Un décret du 11 octobre 2013 autorisait l’inspection du travail à délivrer des dérogations « amiante » pour l’emploi de jeunes de 15 à 18 ans exposés aux niveaux 1 et 2 d’empoussièrement réglementaires. L’Andeva avait engagé un recours pour abus de pouvoir. Le Conseil d’Etat a retoqué le décret, abaissant ainsi la limite maximum de 6000 à 100 fibres d’amiante par litre d’air.

LE CONSEIL D’ETAT A DIT : NON !

« Vous êtes allés trop loin ! » C’est en substance ce que le Conseil d’Etat a dit au gouvernement dans son arrêt du 18 décembre 2015.

Les décrets 2013-914 et 2013-915 du 11 octobre 2013 autorisaient un employeur ou le directeur d’un établissement scolaire à affecter - par dérogation de l’inspecteur du travail - des jeunes de 15 à 18 ans à des travaux dangereux normalement interdits.

Pour l’amiante, pouvaient ainsi faire l’objet d’une dérogation « des opérations susceptibles de générer une exposition à un niveau d’empoussièrement de fibres d’amiante de niveau 1 ou 2 » (*).

L’Andeva a jugé cette dérogation déraisonnable et dangereuse

Depuis le 1er juillet 2015, la valeur limite d’exposition professionnelle (VLEP) dans l’air inhalé par un travailleur dans sa protection respiratoire est de 10 fibres d’amiante par litre d’air.

La Direction générale du travail elle-même estime qu’entre 3300 et 6000 fibres d’amiante par litre dans l’espace de travail, la plupart des protections respiratoires existant sur le marché sont inefficaces.

Et, dans une circulaire officielle (instruction DGT CT2/2015/238), elle précise que même le masque à adduction d’air - jusqu’ici considéré comme le must en matière de protection respiratoire - n’est « adapté » que « sous condition de réduire la durée d’exposition » à 3 heures par jour.

Il était impensable de laisser des adolescents travailler avec de tels niveaux d’empoussièrement.

L’Andeva a estimé que décrets étaient contraires au droit fondamental à la santé des mineurs et qu’ils violaient la Convention internationale des droits de l’enfant et la directive 99/33/CE sur la protection des jeunes au travail. Elle a engagé un recours pour abus de pouvoir devant le conseil d’Etat.

———

» Liste des activités:
[A] D’après l’article sur les dérogations amiante, les affirmations suivantes sont-elles exactes ? Répondez par oui ou par non pour chacune, en citant mot pour mot les termes de l’article qui permettent de trancher.
(i) L’arrêt du Conseil d’État date du 18 décembre 2015.
(ii) Depuis le 1er juillet 2015, la valeur limite d’exposition professionnelle est de 100 fibres d’amiante par litre d’air.
(iii) L’Andeva a porté son recours devant un tribunal administratif.
[B] Recopiez sans modification le passage de l’article sur les dérogations amiante qui s’ouvre sur les mots contenant « L’Andeva a jugé » et se termine par « heures par jour. ».
[C] Poursuivez l’article sur les dérogations amiante à partir de l’endroit où il s’arrête.

———

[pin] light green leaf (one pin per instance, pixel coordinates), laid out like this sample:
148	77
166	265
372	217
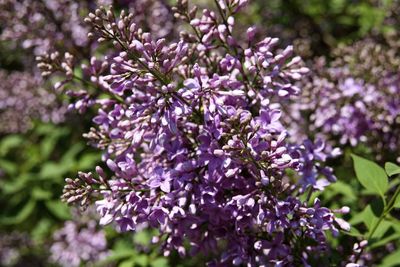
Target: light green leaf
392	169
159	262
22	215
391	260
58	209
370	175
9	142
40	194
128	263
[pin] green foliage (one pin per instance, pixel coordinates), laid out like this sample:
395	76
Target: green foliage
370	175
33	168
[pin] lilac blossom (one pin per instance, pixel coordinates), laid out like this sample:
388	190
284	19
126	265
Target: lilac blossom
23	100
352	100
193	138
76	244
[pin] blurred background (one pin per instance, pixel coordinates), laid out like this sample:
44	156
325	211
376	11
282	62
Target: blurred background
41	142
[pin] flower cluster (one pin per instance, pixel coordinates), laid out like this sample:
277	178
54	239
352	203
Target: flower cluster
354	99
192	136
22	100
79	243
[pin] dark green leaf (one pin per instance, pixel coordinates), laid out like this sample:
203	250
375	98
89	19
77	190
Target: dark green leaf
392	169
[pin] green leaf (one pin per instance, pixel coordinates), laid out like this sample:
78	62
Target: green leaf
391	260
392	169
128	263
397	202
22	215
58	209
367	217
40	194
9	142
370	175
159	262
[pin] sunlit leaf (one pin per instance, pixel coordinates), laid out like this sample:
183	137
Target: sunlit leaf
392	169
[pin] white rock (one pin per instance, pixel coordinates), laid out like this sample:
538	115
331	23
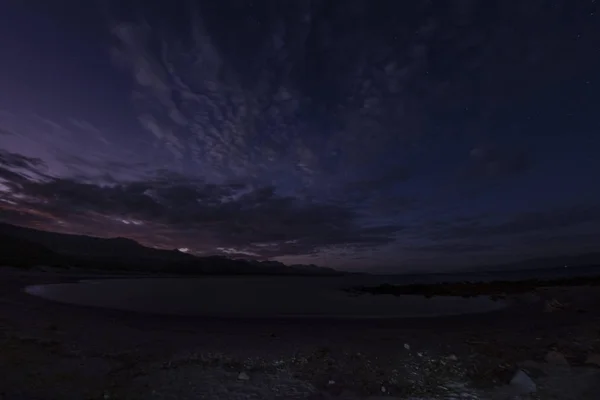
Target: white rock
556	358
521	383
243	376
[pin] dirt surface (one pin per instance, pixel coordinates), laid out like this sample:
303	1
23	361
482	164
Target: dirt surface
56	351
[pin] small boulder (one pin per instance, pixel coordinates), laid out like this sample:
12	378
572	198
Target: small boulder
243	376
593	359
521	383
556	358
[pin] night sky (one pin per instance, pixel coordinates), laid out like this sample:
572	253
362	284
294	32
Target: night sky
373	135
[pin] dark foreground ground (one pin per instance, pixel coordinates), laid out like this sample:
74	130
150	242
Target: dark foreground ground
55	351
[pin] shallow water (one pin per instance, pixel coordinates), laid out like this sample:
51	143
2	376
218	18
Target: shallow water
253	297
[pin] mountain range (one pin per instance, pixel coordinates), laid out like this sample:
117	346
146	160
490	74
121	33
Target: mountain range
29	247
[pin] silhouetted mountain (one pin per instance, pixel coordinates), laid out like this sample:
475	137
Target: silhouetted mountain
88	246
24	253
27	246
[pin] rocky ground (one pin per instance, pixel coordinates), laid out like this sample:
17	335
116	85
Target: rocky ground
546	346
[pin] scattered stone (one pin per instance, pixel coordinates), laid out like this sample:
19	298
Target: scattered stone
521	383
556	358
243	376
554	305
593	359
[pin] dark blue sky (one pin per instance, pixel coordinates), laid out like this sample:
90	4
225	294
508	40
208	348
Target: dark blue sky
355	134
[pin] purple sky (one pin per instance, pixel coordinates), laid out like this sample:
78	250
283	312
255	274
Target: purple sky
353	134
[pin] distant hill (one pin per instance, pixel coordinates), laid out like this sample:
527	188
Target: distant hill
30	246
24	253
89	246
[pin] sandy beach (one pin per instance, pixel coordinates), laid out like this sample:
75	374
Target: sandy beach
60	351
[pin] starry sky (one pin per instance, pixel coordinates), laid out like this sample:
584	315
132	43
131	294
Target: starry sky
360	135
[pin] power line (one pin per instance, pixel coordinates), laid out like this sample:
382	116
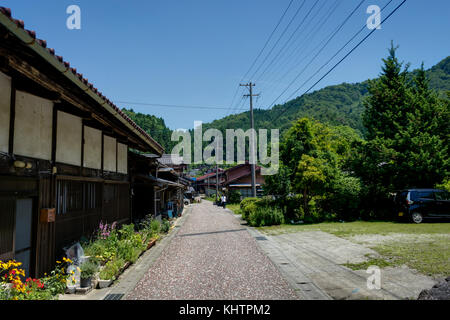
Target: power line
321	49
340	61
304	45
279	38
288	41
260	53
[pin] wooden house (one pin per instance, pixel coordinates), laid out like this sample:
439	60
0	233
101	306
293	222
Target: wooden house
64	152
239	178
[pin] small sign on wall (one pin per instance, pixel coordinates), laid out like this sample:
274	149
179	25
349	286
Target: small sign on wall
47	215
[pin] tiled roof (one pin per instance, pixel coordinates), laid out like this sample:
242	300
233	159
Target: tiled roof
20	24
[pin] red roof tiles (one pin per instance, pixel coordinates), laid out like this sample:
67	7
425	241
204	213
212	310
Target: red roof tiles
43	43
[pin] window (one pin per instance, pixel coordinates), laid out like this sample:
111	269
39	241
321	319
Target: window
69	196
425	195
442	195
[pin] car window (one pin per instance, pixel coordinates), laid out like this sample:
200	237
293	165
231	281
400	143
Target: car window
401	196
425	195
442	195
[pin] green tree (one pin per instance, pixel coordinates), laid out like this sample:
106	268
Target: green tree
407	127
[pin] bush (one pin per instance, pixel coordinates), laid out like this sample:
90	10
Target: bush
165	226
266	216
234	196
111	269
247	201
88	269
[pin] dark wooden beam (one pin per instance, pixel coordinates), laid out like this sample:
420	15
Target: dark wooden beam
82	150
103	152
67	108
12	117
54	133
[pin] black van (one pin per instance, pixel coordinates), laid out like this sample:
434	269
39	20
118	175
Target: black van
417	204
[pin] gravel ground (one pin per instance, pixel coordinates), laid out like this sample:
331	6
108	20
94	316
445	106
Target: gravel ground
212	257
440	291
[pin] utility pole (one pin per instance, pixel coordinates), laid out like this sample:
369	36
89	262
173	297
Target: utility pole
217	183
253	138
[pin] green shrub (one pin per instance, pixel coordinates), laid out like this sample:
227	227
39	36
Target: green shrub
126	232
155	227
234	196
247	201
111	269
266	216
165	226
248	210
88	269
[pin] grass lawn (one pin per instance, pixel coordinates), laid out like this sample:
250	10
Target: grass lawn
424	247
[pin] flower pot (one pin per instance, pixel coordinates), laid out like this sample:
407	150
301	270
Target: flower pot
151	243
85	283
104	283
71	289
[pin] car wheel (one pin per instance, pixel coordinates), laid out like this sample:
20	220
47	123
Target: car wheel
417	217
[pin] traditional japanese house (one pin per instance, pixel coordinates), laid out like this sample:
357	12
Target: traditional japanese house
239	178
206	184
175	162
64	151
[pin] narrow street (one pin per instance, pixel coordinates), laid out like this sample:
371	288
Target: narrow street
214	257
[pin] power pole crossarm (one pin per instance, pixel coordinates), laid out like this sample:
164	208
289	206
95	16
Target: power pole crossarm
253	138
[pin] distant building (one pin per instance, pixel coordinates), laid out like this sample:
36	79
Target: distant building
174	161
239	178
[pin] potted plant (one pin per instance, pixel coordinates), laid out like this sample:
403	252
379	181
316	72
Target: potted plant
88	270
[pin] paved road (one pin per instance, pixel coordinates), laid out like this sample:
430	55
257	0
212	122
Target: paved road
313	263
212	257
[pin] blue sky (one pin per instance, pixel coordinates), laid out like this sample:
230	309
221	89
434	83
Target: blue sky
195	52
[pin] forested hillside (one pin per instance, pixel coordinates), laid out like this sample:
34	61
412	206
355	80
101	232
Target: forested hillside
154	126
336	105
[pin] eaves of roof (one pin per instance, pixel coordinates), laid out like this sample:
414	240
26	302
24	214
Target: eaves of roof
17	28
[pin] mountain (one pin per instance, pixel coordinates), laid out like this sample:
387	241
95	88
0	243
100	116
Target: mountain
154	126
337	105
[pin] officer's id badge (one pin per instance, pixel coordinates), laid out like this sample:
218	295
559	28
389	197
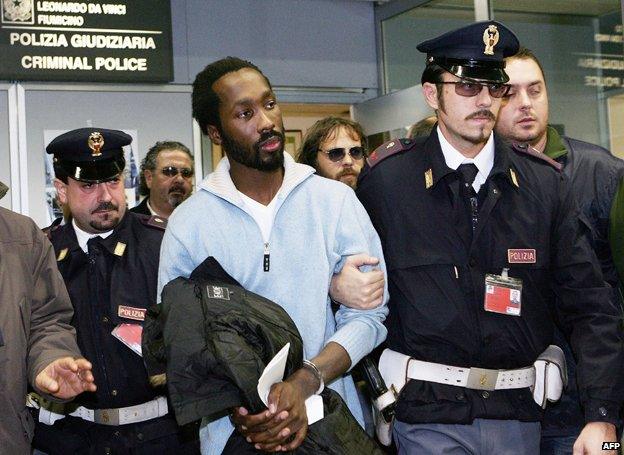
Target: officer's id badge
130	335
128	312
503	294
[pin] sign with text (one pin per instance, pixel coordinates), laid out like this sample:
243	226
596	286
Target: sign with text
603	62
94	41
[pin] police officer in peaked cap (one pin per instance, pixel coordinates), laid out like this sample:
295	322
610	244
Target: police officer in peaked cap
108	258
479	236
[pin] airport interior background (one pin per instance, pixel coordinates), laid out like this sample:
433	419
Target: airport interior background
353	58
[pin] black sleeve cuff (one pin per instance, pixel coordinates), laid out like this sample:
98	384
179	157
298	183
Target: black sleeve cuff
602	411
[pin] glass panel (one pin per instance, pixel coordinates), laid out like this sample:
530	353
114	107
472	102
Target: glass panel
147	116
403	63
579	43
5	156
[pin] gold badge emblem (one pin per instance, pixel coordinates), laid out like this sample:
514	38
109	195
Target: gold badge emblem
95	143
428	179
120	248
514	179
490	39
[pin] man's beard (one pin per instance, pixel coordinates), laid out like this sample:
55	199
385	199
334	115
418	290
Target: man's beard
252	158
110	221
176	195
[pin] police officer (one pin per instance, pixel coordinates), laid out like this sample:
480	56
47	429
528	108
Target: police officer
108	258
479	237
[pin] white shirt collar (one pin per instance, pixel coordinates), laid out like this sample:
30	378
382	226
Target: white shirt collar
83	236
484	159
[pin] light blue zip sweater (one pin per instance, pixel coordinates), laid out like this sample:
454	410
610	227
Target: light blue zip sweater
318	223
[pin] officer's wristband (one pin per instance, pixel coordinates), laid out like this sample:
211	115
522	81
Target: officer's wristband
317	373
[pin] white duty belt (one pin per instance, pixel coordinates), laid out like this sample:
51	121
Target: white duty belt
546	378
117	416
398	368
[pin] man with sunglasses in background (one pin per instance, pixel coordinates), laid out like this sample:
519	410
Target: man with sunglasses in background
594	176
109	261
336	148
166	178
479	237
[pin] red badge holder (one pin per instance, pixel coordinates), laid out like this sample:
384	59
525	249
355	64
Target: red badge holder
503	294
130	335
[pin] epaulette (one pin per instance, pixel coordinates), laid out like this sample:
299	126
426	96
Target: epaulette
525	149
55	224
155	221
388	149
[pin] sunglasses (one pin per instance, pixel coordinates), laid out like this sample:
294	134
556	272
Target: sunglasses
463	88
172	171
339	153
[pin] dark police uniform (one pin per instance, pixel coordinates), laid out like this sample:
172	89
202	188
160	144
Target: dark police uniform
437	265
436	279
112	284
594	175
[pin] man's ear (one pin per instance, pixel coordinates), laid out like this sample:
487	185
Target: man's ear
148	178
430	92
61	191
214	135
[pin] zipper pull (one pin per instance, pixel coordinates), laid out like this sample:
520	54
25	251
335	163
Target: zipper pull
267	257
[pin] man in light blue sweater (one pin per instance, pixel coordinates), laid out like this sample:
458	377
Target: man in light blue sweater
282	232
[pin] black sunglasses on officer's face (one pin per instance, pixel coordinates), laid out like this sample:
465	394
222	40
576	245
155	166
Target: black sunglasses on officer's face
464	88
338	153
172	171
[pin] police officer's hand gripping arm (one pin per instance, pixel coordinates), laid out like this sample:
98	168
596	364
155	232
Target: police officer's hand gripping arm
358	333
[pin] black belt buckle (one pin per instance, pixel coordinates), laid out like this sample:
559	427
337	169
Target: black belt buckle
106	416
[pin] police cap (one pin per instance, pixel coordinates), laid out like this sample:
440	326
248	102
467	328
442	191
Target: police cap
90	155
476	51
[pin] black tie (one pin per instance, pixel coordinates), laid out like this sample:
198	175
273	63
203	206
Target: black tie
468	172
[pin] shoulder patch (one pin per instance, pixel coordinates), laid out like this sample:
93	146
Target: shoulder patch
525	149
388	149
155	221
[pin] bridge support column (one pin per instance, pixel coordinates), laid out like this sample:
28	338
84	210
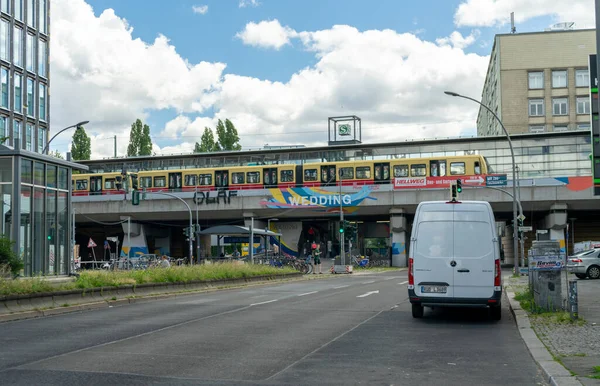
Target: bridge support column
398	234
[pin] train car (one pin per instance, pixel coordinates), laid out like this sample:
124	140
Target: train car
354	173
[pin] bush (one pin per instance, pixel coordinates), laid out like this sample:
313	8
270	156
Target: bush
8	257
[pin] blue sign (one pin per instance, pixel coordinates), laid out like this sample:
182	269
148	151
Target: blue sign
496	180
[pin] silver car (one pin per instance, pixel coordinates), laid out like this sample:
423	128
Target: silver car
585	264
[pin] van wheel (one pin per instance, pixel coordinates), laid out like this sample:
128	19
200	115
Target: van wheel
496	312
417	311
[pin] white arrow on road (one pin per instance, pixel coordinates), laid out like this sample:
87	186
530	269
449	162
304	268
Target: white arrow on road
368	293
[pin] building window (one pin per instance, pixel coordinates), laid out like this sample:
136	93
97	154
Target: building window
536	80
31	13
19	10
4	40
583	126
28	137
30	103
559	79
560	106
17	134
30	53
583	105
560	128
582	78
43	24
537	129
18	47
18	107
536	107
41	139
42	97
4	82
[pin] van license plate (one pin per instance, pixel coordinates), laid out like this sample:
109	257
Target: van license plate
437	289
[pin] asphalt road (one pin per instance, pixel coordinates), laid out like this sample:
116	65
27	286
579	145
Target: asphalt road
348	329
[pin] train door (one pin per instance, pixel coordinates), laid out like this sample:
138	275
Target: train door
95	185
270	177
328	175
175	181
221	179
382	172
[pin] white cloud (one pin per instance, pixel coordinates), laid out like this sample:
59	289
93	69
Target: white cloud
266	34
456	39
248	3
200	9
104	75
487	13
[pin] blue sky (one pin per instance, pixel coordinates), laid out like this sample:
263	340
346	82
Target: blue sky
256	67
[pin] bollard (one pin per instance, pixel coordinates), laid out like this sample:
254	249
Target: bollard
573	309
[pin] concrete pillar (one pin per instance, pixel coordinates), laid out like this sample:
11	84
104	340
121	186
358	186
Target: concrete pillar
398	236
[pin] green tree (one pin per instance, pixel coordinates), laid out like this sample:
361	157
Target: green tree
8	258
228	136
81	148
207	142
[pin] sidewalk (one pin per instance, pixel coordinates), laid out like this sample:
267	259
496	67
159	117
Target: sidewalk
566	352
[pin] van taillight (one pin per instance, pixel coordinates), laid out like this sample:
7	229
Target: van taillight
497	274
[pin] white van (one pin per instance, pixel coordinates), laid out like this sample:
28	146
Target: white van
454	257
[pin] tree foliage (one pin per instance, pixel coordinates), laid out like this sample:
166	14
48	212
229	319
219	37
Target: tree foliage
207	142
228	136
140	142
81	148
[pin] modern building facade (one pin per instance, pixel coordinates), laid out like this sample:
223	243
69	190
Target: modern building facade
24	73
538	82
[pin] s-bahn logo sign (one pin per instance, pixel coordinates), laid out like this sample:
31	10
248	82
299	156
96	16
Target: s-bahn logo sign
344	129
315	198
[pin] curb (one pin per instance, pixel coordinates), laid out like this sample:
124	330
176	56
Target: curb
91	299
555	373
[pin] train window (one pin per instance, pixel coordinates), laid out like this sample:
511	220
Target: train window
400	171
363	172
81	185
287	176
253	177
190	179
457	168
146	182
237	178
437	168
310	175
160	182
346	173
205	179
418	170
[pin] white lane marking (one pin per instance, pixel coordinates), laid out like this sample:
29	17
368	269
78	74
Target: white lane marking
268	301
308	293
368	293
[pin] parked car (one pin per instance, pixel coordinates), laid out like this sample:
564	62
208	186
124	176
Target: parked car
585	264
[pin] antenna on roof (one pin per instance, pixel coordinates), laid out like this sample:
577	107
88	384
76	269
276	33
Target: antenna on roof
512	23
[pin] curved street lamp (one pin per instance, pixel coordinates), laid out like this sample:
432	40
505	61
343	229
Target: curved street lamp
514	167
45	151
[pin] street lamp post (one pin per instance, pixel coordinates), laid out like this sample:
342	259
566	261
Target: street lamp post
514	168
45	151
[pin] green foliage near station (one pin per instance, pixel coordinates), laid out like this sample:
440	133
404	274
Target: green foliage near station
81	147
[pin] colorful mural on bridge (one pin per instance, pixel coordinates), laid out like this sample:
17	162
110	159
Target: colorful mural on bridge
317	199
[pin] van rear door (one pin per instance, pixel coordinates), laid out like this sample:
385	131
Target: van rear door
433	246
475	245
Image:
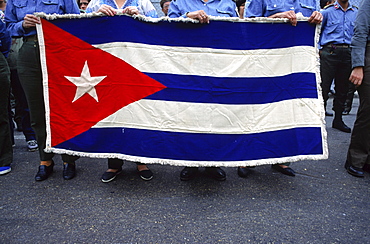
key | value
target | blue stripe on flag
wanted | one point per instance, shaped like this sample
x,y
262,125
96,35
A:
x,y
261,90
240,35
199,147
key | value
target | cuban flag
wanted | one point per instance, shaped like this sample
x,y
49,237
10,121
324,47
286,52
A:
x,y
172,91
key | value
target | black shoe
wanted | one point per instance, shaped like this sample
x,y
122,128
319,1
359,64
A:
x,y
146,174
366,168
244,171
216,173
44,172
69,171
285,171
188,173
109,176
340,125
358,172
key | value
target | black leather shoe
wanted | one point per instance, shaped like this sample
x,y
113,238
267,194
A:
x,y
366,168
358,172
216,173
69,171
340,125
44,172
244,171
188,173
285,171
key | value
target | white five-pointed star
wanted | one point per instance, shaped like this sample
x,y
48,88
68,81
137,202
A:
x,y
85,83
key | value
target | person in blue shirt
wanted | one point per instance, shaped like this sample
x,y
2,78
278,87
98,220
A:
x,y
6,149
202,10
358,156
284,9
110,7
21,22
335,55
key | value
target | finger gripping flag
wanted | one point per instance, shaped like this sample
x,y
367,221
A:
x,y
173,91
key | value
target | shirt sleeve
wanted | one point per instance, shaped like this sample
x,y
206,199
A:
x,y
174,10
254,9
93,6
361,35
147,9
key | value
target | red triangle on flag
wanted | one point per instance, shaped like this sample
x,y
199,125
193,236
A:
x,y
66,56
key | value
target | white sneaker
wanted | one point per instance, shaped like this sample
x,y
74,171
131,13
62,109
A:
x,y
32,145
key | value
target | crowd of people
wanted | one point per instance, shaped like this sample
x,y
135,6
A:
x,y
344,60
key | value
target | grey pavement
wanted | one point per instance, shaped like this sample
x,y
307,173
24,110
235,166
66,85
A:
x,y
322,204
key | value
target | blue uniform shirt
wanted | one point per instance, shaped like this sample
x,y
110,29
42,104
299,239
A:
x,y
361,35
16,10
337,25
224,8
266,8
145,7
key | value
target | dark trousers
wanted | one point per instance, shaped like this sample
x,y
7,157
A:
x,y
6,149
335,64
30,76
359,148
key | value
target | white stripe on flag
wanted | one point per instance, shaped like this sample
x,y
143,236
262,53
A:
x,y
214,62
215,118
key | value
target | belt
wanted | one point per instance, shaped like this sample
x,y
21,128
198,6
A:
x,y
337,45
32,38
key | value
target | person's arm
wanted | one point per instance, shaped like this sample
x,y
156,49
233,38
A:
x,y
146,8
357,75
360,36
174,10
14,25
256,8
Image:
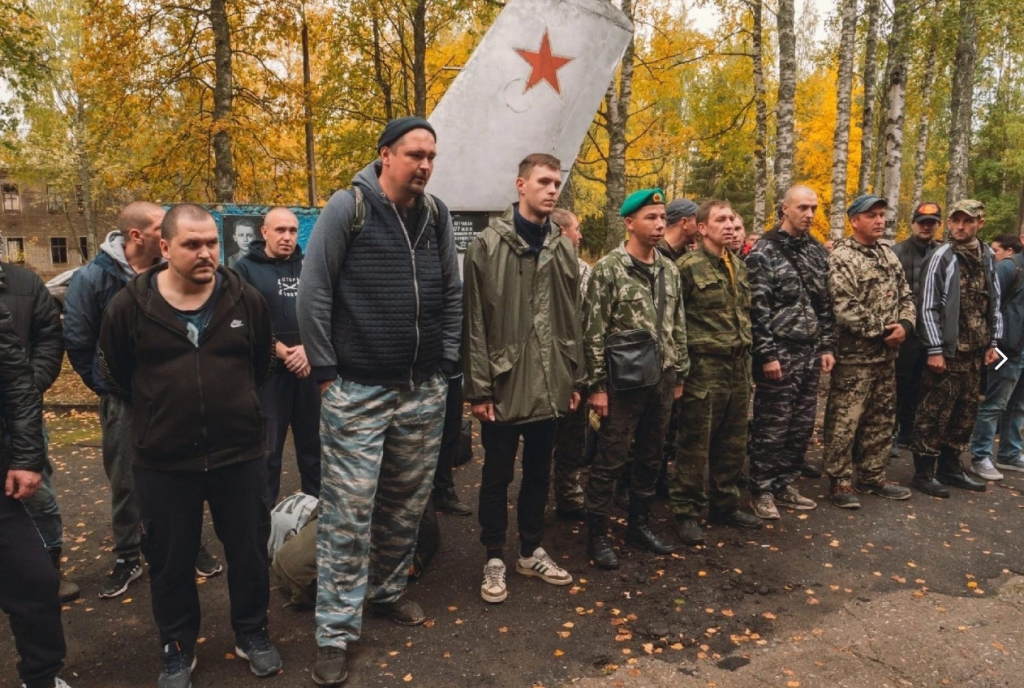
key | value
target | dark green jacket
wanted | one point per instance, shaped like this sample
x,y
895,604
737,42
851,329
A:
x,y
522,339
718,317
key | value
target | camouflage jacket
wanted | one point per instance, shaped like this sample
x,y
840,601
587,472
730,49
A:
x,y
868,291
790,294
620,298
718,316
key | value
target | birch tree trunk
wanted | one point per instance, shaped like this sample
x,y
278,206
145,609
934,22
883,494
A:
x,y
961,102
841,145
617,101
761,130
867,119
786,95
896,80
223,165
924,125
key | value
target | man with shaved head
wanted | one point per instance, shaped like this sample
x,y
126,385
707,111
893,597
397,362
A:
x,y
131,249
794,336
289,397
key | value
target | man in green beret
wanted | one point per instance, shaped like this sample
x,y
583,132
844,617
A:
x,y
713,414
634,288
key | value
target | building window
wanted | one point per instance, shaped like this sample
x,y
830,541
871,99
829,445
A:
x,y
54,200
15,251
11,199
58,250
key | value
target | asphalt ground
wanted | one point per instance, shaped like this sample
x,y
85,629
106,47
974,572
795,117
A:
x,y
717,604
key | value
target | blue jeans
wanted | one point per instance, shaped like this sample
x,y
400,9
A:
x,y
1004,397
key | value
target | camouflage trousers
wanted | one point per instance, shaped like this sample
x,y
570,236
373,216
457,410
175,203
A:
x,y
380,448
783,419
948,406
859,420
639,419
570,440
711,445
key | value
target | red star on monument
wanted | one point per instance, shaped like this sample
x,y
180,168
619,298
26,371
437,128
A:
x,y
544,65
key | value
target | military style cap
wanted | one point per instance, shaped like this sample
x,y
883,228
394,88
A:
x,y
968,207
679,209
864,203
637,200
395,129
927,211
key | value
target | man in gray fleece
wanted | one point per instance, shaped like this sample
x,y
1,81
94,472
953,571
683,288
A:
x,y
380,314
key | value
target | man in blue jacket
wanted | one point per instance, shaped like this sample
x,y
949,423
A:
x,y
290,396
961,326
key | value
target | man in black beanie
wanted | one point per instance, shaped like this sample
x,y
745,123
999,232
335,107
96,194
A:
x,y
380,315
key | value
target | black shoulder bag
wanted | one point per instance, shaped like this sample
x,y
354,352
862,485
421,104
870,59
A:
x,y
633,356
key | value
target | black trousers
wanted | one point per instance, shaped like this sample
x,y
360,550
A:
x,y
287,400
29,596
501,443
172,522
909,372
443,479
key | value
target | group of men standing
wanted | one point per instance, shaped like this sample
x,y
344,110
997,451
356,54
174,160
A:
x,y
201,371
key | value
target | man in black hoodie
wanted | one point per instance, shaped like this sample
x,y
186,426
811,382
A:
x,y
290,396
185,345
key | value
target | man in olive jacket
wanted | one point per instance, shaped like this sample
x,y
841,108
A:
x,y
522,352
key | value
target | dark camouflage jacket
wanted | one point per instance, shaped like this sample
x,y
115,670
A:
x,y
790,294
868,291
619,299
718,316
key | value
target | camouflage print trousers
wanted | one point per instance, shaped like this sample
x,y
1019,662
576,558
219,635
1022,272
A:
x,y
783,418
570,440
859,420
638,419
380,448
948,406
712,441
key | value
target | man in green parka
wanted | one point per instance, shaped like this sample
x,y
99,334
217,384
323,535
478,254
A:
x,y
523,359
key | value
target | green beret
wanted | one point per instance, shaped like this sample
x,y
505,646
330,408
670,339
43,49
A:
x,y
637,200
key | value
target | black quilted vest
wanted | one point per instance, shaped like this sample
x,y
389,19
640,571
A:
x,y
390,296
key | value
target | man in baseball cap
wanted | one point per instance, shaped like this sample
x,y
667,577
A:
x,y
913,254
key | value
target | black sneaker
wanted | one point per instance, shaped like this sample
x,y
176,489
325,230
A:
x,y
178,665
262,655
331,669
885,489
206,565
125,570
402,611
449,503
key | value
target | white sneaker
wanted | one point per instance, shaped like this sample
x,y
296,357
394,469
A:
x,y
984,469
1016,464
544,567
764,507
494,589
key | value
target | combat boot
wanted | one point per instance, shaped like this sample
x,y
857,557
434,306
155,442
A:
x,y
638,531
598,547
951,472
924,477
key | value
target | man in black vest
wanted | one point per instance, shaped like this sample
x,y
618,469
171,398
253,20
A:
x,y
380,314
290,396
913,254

———

» Réponses rédigées:
[A]
(i) Oui : « dans son arrêt du 18 décembre 2015 ».
(ii) Non : « est de 10 fibres d’amiante par litre d’air ».
(iii) Non : « Elle a engagé un recours pour abus de pouvoir devant le conseil d’Etat. »

[B]
L’Andeva a jugé cette dérogation déraisonnable et dangereuse

Depuis le 1er juillet 2015, la valeur limite d’exposition professionnelle (VLEP) dans l’air inhalé par un travailleur dans sa protection respiratoire est de 10 fibres d’amiante par litre d’air.

La Direction générale du travail elle-même estime qu’entre 3300 et 6000 fibres d’amiante par litre dans l’espace de travail, la plupart des protections respiratoires existant sur le marché sont inefficaces.

Et, dans une circulaire officielle (instruction DGT CT2/2015/238), elle précise que même le masque à adduction d’air - jusqu’ici considéré comme le must en matière de protection respiratoire - n’est « adapté » que « sous condition de réduire la durée d’exposition » à 3 heures par jour.

[C]
L’arrêt du Conseil d’État

L’arrêt annule la partie la plus importante du décret n° 2013-915 du 11 octobre 2013 : celle qui autorise des dérogations « pour des opérations susceptibles de générer une exposition au niveau 2 d’empoussièrement de fibres d’amiante ».

Autrement dit, la limite supérieure d’empoussièrement en cas de dérogation, est abaissée de 6000 fibres à 100 fibres par litre d’air quelle que soit la nature des travaux.

L’Etat est condamné à verser 1 500 euros à l’Andeva au titre de l’article L. 761-1 du code de justice administrative.

Un refus d’exposer des mineurs à un risque important pour leur santé

Le Conseil d’Etat a taclé le ministre du Travail. Il estime que ce dernier n’a pas démontré que « les besoins de la formation professionnelle des jeunes travailleurs rendaient nécessaires des dérogations pour
des opérations susceptibles d’exposer les mineurs à un empoussièrement pouvant aller jusqu’à 6000 fibres par litre, et de leur faire courir un risque important pour leur santé en cas de méconnaissance des mesures de protection imposées par la réglementation en vigueur »

A l’audience, le rapporteur public avait reproché au gouvernement d’ignorer le facteur de risque accru lié au manque d’expérience des jeunes ainsi que la spécificité du risque amiante (pas de seuil d’empoussièrement sous lequel le risque de cancer serait nul).

Espérons que cette décision de justice rappellera au gouvernement qu’il a des obligations en matière de prévention et qu’il est de sa responsabilité de préserver la santé des jeunes travailleurs.

Et les autres travaux dangereux ?

En obtenant la modification de ces décrets pour l’amiante, l’Andeva a remporté une belle victoire. Mais ils restent inchangés pour bien d’autres situations de travail. De plus la durée des dérogations est passée de 1 an à 3 ans. Elles ne sont plus nominales mais s’appliquent à un établissement entier, ce qui compromet l’effectivité des contrôles.Le combat pour protéger les jeunes travailleurs doit donc continuer sur d’autres fronts.


(*)
Niveau 1 : moins de 100 fibres d’amiante par litre d’air dans l’espace de travail.
Niveau 2 : de 100 fibres à 6000 fibres par litre d’air.